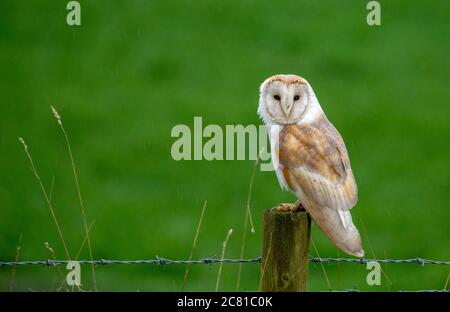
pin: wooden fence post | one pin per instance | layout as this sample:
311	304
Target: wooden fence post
284	265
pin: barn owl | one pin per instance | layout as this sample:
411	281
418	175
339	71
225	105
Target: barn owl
310	158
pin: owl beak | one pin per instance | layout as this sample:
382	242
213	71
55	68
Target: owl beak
288	111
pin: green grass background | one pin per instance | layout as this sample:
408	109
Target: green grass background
134	69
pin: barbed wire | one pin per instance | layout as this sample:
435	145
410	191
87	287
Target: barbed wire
402	290
163	261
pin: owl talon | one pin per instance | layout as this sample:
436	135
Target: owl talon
298	207
285	207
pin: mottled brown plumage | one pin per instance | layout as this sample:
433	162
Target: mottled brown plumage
310	157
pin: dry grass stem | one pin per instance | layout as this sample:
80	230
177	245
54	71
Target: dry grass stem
186	272
47	199
224	247
77	184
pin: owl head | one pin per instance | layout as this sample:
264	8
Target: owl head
285	99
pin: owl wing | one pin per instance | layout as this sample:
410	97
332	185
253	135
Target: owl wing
313	163
314	158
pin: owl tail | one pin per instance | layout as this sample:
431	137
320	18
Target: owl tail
338	227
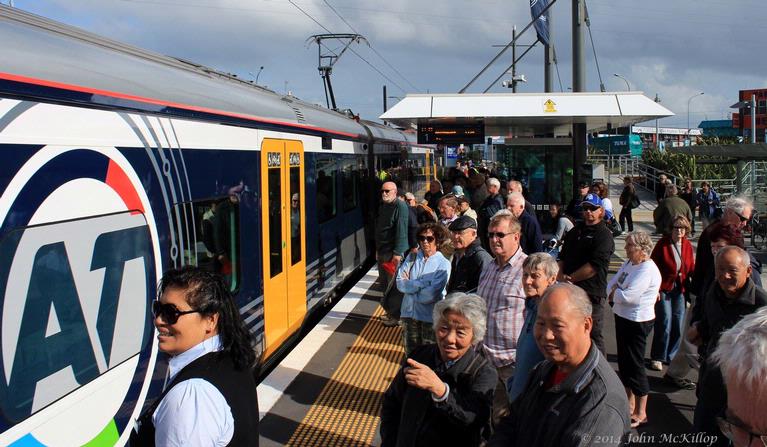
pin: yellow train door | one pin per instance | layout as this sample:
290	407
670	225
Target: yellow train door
283	235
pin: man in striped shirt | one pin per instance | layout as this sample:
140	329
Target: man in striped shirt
500	284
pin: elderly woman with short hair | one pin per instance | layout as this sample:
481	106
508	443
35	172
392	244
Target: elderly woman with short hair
539	271
673	254
443	393
422	278
633	292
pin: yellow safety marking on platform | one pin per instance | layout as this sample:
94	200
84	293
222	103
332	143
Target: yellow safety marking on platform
346	412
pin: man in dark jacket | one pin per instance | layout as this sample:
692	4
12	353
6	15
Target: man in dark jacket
469	257
584	260
574	207
531	240
491	205
733	296
573	397
628	201
391	245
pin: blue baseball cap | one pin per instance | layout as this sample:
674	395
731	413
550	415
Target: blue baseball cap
592	199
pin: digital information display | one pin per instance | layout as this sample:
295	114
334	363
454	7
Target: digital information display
451	133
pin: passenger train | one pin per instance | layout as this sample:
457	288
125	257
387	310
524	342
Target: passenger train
118	164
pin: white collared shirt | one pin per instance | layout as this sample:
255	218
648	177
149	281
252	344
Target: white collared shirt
193	413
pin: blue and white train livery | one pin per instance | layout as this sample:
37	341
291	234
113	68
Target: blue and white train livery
118	164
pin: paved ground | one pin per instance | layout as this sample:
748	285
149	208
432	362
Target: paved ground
669	410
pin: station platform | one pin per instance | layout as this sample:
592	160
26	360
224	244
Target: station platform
328	390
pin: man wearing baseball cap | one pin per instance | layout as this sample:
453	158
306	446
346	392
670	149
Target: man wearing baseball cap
584	260
574	207
469	257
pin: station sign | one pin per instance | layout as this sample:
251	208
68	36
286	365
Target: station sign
451	134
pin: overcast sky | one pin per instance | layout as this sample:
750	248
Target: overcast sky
675	48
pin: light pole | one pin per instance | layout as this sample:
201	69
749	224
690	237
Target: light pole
628	86
688	111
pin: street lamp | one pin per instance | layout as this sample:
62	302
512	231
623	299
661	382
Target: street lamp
688	111
628	86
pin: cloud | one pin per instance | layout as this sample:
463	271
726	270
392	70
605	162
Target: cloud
672	48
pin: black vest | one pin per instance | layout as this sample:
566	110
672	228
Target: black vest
237	387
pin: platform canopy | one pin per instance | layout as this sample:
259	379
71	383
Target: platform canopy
526	114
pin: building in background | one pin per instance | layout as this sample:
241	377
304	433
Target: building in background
667	136
742	119
719	128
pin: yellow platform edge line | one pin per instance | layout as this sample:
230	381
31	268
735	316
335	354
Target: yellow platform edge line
368	367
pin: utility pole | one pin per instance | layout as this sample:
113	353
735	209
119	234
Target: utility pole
753	119
514	59
328	58
548	58
579	85
657	143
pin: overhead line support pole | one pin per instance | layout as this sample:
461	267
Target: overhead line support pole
509	68
503	50
579	85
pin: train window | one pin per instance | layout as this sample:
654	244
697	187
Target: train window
217	247
275	221
350	178
326	189
295	215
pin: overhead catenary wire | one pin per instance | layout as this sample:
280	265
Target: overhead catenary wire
593	48
350	49
503	50
371	46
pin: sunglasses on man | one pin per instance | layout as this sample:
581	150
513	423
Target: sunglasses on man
742	217
168	312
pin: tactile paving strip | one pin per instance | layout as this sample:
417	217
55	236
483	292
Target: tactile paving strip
346	412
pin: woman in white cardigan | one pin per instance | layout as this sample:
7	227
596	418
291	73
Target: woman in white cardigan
633	292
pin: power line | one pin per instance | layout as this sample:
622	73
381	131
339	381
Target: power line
350	49
593	48
371	45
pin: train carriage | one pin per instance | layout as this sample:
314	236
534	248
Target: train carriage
119	164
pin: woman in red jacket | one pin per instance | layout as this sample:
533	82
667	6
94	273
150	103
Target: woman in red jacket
673	254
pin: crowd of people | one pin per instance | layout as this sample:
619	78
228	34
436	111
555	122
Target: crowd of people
503	317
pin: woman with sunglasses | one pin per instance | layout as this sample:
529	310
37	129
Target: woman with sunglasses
210	394
422	278
633	292
674	257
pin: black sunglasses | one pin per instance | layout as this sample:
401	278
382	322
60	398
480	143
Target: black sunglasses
168	312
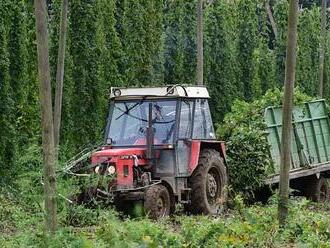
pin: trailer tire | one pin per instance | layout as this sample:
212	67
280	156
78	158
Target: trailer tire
208	185
317	190
157	202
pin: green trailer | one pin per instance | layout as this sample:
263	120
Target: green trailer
310	147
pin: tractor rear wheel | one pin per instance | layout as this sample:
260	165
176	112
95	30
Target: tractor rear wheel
317	190
208	185
157	203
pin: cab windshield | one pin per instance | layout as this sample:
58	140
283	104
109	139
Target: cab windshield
129	122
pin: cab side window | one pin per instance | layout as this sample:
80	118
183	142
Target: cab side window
203	126
186	119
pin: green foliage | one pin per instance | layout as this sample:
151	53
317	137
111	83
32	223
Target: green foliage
244	130
256	226
180	41
220	53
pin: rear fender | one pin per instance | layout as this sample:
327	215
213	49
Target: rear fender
198	145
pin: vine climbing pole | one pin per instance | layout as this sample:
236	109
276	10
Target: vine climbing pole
200	55
46	115
322	45
290	71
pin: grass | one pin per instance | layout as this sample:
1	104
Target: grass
254	226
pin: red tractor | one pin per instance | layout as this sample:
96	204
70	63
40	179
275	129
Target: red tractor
160	149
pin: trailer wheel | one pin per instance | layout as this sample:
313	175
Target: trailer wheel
157	203
208	185
317	190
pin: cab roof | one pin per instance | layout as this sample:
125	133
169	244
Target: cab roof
186	91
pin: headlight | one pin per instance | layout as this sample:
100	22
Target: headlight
111	170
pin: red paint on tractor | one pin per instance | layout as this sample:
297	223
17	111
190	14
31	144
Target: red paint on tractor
124	160
194	155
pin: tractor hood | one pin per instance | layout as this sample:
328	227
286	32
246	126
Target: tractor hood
107	154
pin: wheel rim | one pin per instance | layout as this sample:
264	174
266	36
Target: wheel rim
161	208
213	185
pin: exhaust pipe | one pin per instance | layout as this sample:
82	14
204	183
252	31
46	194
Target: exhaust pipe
150	137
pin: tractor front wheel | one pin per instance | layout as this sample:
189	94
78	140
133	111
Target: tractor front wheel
208	185
157	203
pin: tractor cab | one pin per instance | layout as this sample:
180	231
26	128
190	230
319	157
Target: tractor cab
155	141
173	116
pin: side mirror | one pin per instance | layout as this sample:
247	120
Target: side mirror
109	141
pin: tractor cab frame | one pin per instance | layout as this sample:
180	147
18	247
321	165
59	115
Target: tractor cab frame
160	148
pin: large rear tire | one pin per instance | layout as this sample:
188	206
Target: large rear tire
208	185
157	203
317	189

▸ Set exercise
Pull out every line from the one with "pin: tractor hood" to the end of the listing, and output only those.

▸ Exercise output
pin: tractor hood | one pin per instance | layout as this sample:
328	227
286	32
246	126
Target: tractor hood
107	154
pin: wheel rim | one pin per instance | layout as this sample:
264	174
266	36
Target: wheel rim
161	208
213	185
pin: exhaust pipe | one pin per instance | layout as this sample:
82	14
204	183
252	31
46	194
Target: exhaust pipe
150	137
pin: tractor front wheel | one pin per instance | layout as this sample:
189	94
78	140
133	111
Target: tractor front wheel
208	185
157	203
pin: tractor cab | one pin per instance | layout as this sample:
180	231
26	128
190	230
319	157
Target: tractor cab
155	141
173	116
pin: side mirror | one pin per instance | layout as this sample:
247	120
Target: side mirror
109	141
pin: tractor cab frame | one pin per instance | layout as this sample:
180	147
18	247
321	165
59	115
Target: tractor cab frame
160	148
pin: large rear tire | one pin per instance | layout as this sample:
188	206
Target: large rear tire
208	185
157	203
317	189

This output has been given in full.